From 8a08078ea2fd6065dd7e75ff89920c8683d58580 Mon Sep 17 00:00:00 2001
From: Antonin RAFFIN <antonin.raffin@ensta.org>
Date: Thu, 25 Mar 2021 10:35:21 +0100
Subject: [PATCH] Fix default arguments + add bugbear (#363)

* Fix potential bug + add bug bear

* Remove unused variables

* Minor: version bump
---
 docs/misc/changelog.rst                          | 4 +++-
 setup.py                                         | 6 ++++--
 stable_baselines3/common/off_policy_algorithm.py | 2 +-
 stable_baselines3/common/results_plotter.py      | 2 +-
 stable_baselines3/common/torch_layers.py         | 4 ++--
 stable_baselines3/ddpg/ddpg.py                   | 2 +-
 stable_baselines3/dqn/dqn.py                     | 2 +-
 stable_baselines3/sac/sac.py                     | 2 +-
 stable_baselines3/td3/td3.py                     | 4 ++--
 stable_baselines3/version.txt                    | 2 +-
 10 files changed, 17 insertions(+), 13 deletions(-)

diff --git a/docs/misc/changelog.rst b/docs/misc/changelog.rst
index e1bed34..a0737f2 100644
--- a/docs/misc/changelog.rst
+++ b/docs/misc/changelog.rst
@@ -4,7 +4,7 @@ Changelog
 ==========
 
 
-Release 1.1.0a0 (WIP)
+Release 1.1.0a1 (WIP)
 ---------------------------
 
 Breaking Changes:
@@ -15,12 +15,14 @@ New Features:
 
 Bug Fixes:
 ^^^^^^^^^^
+- Fixed potential issue when calling off-policy algorithms with default arguments multiple times (the size of the replay buffer would be the same)
 
 Deprecations:
 ^^^^^^^^^^^^^
 
 Others:
 ^^^^^^^
+- Added ``flake8-bugbear`` to tests dependencies to find likely bugs
 
 Documentation:
 ^^^^^^^^^^^^^^
diff --git a/setup.py b/setup.py
index 0ef4e9b..a68aa18 100644
--- a/setup.py
+++ b/setup.py
@@ -20,8 +20,8 @@ These algorithms will make it easier for the research community and industry to
 Repository:
 https://github.com/DLR-RM/stable-baselines3
 
-Medium article:
-https://medium.com/@araffin/df87c4b2fc82
+Blog post:
+https://araffin.github.io/post/sb3/
 
 Documentation:
 https://stable-baselines3.readthedocs.io/en/master/
@@ -94,6 +94,8 @@ setup(
             "pytype",
             # Lint code
             "flake8>=3.8",
+            # Find likely bugs
+            "flake8-bugbear",
             # Sort imports
             "isort>=5.0",
             # Reformat
diff --git a/stable_baselines3/common/off_policy_algorithm.py b/stable_baselines3/common/off_policy_algorithm.py
index 7c7412f..f140fa4 100644
--- a/stable_baselines3/common/off_policy_algorithm.py
+++ b/stable_baselines3/common/off_policy_algorithm.py
@@ -76,7 +76,7 @@ class OffPolicyAlgorithm(BaseAlgorithm):
         env: Union[GymEnv, str],
         policy_base: Type[BasePolicy],
         learning_rate: Union[float, Schedule],
-        buffer_size: int = int(1e6),
+        buffer_size: int = 1000000,
         learning_starts: int = 100,
         batch_size: int = 256,
         tau: float = 0.005,
diff --git a/stable_baselines3/common/results_plotter.py b/stable_baselines3/common/results_plotter.py
index 7e5b3cd..92f67ac 100644
--- a/stable_baselines3/common/results_plotter.py
+++ b/stable_baselines3/common/results_plotter.py
@@ -84,7 +84,7 @@ def plot_curves(
     plt.figure(title, figsize=figsize)

+ + + + + + +

● **Task directions**: Translate this sentence from the patch into Spanish: "Fixed potential issue when calling off-policy algorithms with default arguments multiple times (the size of the replay buffer would be the same)".

Saved entries
+ + + + + + +

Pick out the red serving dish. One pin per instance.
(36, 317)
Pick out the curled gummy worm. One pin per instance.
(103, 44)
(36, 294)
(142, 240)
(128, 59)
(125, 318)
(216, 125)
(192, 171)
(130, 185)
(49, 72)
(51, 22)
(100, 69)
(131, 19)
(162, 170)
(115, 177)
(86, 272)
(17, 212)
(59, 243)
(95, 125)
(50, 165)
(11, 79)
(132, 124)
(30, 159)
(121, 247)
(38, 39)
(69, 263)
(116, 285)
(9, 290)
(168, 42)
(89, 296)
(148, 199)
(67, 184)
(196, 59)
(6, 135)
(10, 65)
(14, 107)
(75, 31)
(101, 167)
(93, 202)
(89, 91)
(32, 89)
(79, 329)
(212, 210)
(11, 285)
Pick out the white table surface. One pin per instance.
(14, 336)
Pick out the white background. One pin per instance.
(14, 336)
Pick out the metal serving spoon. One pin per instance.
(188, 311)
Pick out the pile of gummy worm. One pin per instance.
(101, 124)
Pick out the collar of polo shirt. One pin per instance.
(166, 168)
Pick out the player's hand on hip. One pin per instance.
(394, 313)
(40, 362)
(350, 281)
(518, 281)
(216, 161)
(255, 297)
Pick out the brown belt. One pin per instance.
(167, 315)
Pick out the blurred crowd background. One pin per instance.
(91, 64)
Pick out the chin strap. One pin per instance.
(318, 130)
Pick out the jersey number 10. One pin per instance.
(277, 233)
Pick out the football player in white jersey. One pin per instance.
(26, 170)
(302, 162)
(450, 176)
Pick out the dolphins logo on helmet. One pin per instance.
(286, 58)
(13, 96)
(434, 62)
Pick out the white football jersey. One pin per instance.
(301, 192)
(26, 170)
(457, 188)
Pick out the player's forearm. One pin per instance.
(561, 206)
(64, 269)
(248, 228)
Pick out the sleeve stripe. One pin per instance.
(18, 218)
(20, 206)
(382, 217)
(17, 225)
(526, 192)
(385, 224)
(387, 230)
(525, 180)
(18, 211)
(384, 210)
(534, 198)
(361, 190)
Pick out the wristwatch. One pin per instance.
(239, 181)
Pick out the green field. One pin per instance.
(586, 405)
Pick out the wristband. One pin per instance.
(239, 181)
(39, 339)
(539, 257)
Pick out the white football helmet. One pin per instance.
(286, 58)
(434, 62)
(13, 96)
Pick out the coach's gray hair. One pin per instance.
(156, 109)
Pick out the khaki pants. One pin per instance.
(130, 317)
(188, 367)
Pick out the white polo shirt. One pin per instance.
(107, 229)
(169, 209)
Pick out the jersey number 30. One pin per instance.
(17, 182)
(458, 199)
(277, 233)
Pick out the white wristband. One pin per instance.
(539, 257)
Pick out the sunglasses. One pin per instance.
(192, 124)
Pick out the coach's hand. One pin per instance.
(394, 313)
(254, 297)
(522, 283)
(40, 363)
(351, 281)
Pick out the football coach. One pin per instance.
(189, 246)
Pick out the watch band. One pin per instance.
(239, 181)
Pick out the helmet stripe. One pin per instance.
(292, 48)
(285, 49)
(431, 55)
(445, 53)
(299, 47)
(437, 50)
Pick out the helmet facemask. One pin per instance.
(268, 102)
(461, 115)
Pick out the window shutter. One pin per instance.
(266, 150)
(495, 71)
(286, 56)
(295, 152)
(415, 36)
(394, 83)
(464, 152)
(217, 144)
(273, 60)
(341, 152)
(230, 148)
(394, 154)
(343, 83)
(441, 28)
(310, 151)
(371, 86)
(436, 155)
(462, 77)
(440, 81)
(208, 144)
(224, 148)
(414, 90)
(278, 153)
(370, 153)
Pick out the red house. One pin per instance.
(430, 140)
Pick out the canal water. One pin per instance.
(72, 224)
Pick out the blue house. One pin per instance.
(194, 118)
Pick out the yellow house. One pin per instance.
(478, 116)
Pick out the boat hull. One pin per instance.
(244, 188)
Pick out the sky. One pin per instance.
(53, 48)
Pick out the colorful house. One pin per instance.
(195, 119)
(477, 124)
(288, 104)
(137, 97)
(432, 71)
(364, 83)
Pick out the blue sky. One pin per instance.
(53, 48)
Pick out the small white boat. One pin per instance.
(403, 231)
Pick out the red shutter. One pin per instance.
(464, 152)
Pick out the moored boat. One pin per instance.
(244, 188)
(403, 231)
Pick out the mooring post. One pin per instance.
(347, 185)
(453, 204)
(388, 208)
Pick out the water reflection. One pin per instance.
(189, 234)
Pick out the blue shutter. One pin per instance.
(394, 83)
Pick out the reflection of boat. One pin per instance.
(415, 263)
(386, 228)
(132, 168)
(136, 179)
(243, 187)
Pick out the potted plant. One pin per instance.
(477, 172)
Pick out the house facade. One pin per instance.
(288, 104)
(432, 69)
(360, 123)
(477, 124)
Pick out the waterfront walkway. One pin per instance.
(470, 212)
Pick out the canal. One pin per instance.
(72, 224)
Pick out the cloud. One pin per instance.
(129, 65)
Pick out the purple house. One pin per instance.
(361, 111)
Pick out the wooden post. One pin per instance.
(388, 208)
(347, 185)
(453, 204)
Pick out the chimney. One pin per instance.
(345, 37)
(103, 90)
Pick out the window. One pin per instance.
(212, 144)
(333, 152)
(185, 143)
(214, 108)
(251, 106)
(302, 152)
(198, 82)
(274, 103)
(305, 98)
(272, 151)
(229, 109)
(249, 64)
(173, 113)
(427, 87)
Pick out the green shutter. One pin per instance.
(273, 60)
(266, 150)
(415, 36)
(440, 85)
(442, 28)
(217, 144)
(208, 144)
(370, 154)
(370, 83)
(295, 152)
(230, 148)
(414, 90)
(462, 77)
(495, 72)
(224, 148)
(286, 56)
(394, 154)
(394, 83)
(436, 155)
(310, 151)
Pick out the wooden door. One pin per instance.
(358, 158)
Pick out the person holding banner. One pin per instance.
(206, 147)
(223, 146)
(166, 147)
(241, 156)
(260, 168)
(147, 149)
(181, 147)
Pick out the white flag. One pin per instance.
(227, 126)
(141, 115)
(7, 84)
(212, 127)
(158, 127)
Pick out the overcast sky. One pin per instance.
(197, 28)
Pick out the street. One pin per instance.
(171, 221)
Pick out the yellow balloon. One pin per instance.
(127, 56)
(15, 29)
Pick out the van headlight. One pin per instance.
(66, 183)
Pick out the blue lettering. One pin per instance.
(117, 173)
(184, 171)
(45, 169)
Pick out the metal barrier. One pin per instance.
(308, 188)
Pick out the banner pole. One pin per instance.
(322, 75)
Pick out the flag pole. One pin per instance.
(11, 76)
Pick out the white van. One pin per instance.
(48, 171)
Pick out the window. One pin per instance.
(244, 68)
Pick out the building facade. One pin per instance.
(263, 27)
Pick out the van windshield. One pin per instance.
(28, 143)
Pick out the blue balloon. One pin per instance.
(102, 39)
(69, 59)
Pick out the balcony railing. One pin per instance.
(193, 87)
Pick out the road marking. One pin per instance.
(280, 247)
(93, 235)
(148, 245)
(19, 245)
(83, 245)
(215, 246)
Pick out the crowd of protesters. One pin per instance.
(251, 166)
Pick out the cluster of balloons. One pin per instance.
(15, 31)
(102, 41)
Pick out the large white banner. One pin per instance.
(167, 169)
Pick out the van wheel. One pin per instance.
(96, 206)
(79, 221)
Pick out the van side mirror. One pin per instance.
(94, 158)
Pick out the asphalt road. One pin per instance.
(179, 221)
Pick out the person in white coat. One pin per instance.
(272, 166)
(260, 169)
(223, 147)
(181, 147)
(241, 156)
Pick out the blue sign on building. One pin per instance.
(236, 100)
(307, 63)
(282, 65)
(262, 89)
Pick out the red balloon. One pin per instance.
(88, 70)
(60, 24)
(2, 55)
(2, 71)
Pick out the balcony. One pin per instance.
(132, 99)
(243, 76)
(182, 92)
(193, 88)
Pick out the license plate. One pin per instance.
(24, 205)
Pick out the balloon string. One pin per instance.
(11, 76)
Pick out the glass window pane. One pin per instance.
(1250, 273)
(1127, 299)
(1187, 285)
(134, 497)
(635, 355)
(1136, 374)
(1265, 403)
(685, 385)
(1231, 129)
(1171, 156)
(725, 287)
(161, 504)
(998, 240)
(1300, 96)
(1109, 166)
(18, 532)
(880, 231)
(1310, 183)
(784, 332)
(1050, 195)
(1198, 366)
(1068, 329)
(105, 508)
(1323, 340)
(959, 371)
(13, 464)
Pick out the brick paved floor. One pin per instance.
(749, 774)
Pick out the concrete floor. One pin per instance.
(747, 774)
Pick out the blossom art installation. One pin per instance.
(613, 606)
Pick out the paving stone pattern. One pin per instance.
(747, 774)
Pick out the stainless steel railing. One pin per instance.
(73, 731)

+ + + + + + +

● **Result of this task**: Se corrigió un posible problema al llamar varias veces a los algoritmos off-policy con los argumentos predeterminados (el tamaño del búfer de repetición sería el mismo).